- [TASK DIRECTIONS]:
Copy the data records below, replacing each "Target" with "Object" and keeping everything else the same.

Data records
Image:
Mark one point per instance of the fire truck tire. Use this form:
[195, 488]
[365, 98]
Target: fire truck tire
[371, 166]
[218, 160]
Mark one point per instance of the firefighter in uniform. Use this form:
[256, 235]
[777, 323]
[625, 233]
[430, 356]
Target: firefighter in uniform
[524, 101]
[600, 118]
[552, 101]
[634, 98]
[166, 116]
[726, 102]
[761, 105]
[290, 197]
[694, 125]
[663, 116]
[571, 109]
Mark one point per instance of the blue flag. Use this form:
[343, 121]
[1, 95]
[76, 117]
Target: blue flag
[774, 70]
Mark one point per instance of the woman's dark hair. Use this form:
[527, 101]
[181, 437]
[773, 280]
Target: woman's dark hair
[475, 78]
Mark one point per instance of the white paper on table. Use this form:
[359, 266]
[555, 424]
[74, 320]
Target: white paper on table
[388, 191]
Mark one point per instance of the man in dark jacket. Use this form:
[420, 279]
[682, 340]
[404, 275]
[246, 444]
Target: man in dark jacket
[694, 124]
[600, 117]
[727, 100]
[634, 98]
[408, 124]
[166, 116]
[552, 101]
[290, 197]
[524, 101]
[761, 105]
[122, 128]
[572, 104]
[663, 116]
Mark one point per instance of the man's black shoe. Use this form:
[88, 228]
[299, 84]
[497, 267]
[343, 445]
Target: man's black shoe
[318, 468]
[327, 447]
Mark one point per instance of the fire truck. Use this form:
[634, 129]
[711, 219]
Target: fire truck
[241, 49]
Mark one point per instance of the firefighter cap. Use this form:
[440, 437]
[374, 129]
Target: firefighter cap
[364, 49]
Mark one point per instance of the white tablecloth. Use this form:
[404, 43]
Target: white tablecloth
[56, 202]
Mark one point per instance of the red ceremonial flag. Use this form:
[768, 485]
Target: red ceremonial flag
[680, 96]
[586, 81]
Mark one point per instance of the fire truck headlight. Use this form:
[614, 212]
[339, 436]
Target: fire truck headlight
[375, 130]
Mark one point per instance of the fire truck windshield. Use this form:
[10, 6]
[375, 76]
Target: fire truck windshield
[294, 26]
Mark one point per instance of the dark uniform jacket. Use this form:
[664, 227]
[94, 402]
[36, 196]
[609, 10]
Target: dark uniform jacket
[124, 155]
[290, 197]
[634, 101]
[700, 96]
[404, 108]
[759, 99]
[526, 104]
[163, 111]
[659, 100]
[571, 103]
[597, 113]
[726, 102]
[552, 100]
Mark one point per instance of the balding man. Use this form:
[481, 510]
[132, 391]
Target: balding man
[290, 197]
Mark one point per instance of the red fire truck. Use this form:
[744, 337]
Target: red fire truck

- [THE SOLUTION]:
Image:
Mark one point per instance of the fire truck tire. Use this form:
[195, 488]
[365, 98]
Object: fire truck tire
[371, 166]
[218, 160]
Mark one point per instance of the firefighter in uniform. Use this form:
[256, 235]
[777, 323]
[625, 233]
[430, 356]
Object: firefighter in uniform
[524, 101]
[600, 118]
[552, 101]
[634, 98]
[166, 116]
[726, 102]
[761, 105]
[290, 197]
[694, 125]
[663, 116]
[571, 109]
Mark one point per instance of the blue flag. Use this form:
[343, 121]
[1, 95]
[76, 117]
Object: blue flag
[774, 70]
Mark one point per instance of the woman's dark hair. Use this form:
[527, 101]
[181, 437]
[773, 280]
Object: woman's dark hair
[475, 78]
Mark one point per instance of the white paper on table. Use this form:
[359, 266]
[555, 424]
[74, 320]
Object: white paper on table
[388, 191]
Mark one point per instance of the man in dark jacket. Use this form:
[420, 279]
[682, 340]
[404, 275]
[246, 444]
Object: man in dark jacket
[694, 124]
[600, 117]
[727, 100]
[634, 98]
[408, 124]
[166, 116]
[552, 101]
[290, 197]
[524, 101]
[761, 105]
[122, 128]
[572, 104]
[663, 116]
Mark one point per instance of the man's black shoe. Use this form:
[88, 228]
[299, 84]
[497, 267]
[343, 445]
Object: man's black shoe
[318, 468]
[327, 447]
Mark one point per instance of the fire truck. Use this form:
[634, 129]
[711, 219]
Object: fire truck
[241, 49]
Mark one point per instance of the firefighter cap. Use this form:
[440, 437]
[374, 129]
Object: firefighter cap
[364, 49]
Mark one point per instance of the white tablecloth. Use this form:
[404, 43]
Object: white tablecloth
[56, 202]
Mark one point per instance of the red ceremonial flag. Use this form:
[768, 485]
Object: red ceremonial flag
[680, 96]
[586, 81]
Mark one point per instance of the fire truck headlight. Use this form:
[614, 212]
[339, 436]
Object: fire truck headlight
[375, 130]
Mark one point per instance of the fire truck windshield. Use this form:
[10, 6]
[375, 76]
Object: fire truck windshield
[294, 26]
Mark one point per instance of the dark uniform jacket. Use this form:
[664, 227]
[94, 402]
[36, 196]
[609, 10]
Object: dark uniform jacket
[124, 155]
[290, 197]
[634, 101]
[700, 96]
[404, 108]
[759, 99]
[526, 104]
[163, 111]
[659, 100]
[571, 103]
[597, 113]
[726, 102]
[552, 100]
Mark one point per instance of the balding man. Use this form:
[481, 510]
[132, 391]
Object: balding man
[290, 197]
Mark one point per instance of the red fire truck. Use this form:
[744, 337]
Object: red fire truck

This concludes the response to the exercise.